> _Stated task_:
Set down each line of the material that follows, exactly, with no pictures.

> _Given information_:
* * * * * * *

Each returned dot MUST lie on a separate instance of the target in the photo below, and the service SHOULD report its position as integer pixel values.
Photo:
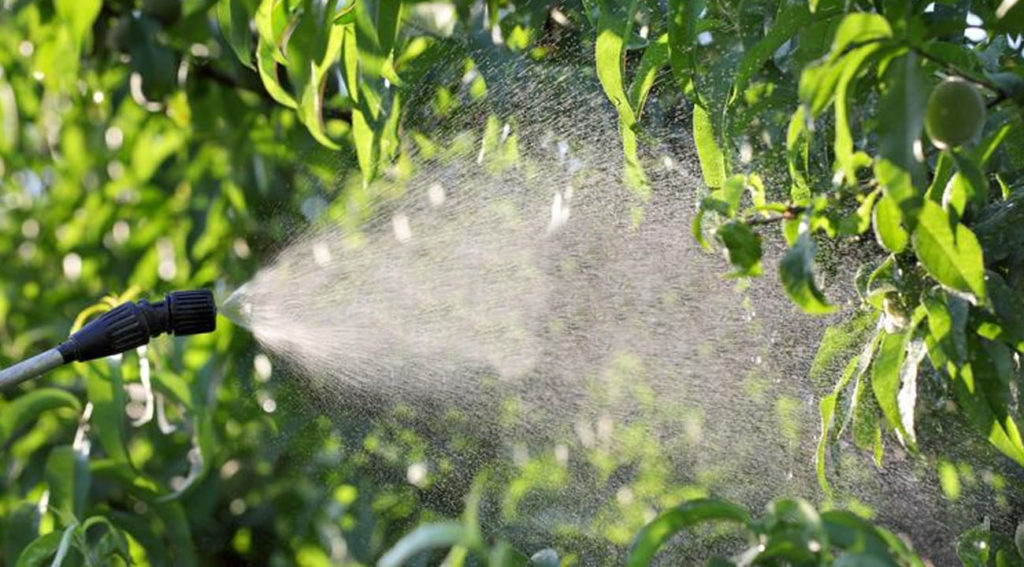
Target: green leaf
(712, 160)
(68, 480)
(660, 529)
(886, 378)
(798, 143)
(654, 58)
(969, 185)
(857, 29)
(233, 17)
(79, 16)
(839, 341)
(901, 114)
(949, 251)
(388, 18)
(682, 23)
(40, 551)
(1005, 320)
(18, 528)
(851, 67)
(982, 388)
(947, 317)
(107, 394)
(797, 273)
(178, 533)
(312, 48)
(426, 537)
(855, 371)
(743, 247)
(266, 64)
(906, 399)
(609, 47)
(25, 409)
(791, 18)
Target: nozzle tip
(193, 312)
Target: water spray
(126, 326)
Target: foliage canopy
(158, 143)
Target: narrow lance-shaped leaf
(682, 20)
(855, 371)
(886, 379)
(949, 251)
(797, 273)
(428, 536)
(982, 388)
(26, 408)
(713, 166)
(107, 394)
(612, 31)
(233, 16)
(798, 142)
(906, 399)
(743, 247)
(668, 524)
(851, 68)
(792, 16)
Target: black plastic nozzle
(132, 324)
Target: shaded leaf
(797, 273)
(654, 534)
(949, 251)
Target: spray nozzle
(124, 328)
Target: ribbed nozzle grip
(193, 312)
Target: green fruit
(120, 36)
(955, 114)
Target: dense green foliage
(156, 144)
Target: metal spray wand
(124, 328)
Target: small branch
(952, 70)
(791, 213)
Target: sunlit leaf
(949, 251)
(690, 514)
(797, 273)
(425, 537)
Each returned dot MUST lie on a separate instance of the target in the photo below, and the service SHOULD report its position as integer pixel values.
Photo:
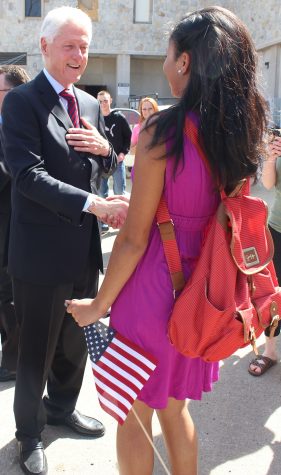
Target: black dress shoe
(32, 457)
(79, 423)
(6, 375)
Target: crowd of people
(59, 147)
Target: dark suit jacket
(5, 184)
(51, 239)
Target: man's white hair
(58, 17)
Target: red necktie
(72, 107)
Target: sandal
(262, 362)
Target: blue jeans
(119, 182)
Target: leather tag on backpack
(251, 257)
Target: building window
(32, 8)
(12, 58)
(143, 11)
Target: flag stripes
(120, 369)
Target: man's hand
(120, 157)
(88, 140)
(112, 212)
(274, 150)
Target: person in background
(147, 107)
(56, 150)
(211, 67)
(10, 77)
(118, 133)
(271, 177)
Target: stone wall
(115, 32)
(116, 36)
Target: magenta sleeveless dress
(143, 307)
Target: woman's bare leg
(180, 437)
(135, 454)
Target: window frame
(150, 14)
(32, 16)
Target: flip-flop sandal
(264, 365)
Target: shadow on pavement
(231, 421)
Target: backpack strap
(165, 222)
(171, 251)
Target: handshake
(112, 210)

* * * * * * *

> _Solution to this exercise_:
Each returned dot MUST lie on a separate instance of the target in the photo below, and the service SHOULD report its position as integer pixel values.
Photo:
Target: green leaf
(712, 160)
(68, 480)
(660, 529)
(886, 378)
(798, 143)
(654, 58)
(969, 185)
(857, 29)
(233, 17)
(79, 16)
(839, 341)
(901, 114)
(949, 251)
(388, 18)
(682, 23)
(40, 551)
(1005, 320)
(18, 528)
(851, 67)
(982, 388)
(947, 317)
(107, 394)
(797, 273)
(178, 533)
(312, 48)
(426, 537)
(855, 371)
(743, 247)
(266, 64)
(906, 399)
(609, 47)
(25, 409)
(791, 18)
Target: nozzle tip
(193, 312)
Target: water spray
(126, 326)
Target: foliage canopy
(158, 143)
Target: narrow lance-shaped leaf
(682, 20)
(855, 371)
(886, 379)
(949, 251)
(797, 273)
(428, 536)
(982, 388)
(26, 408)
(713, 166)
(107, 394)
(612, 31)
(233, 16)
(798, 142)
(906, 399)
(743, 247)
(668, 524)
(851, 68)
(792, 16)
Target: black plastic nozzle
(132, 324)
Target: shaded leaf
(797, 273)
(654, 534)
(949, 251)
Target: spray nozzle
(124, 328)
Target: ribbed nozzle grip
(193, 312)
Target: green fruit
(120, 36)
(955, 114)
Target: dense green foliage
(156, 144)
Target: metal spray wand
(124, 328)
Target: small branch
(952, 70)
(791, 213)
Target: sunlit leaf
(949, 251)
(690, 514)
(797, 273)
(425, 537)
Each returned dot MUST lie on a separate instance of the target in the photo below, and the service SHOULD report its position as integer pixel values.
Photo:
Target: black dress shoe
(32, 457)
(79, 423)
(6, 375)
Target: crowd of people
(59, 147)
Target: dark suit jacket
(5, 184)
(51, 239)
Target: man's white hair
(58, 17)
Target: red necktie
(72, 107)
Target: sandal
(262, 362)
Target: blue jeans
(119, 182)
Target: leather tag on backpack
(251, 257)
Target: building window
(32, 8)
(12, 58)
(143, 11)
Target: flag stripes
(120, 369)
Target: man's hand
(120, 157)
(88, 140)
(112, 212)
(274, 150)
Target: person in background
(147, 107)
(56, 150)
(211, 67)
(10, 77)
(118, 133)
(271, 177)
Target: stone wall
(115, 32)
(116, 36)
Target: magenta sleeveless dress
(143, 307)
Target: woman's bare leg
(180, 437)
(135, 454)
Target: window frame
(150, 14)
(32, 16)
Target: flip-flop sandal
(264, 365)
Target: shadow on pavement
(231, 421)
Target: backpack strap
(165, 222)
(171, 251)
Target: handshake
(112, 210)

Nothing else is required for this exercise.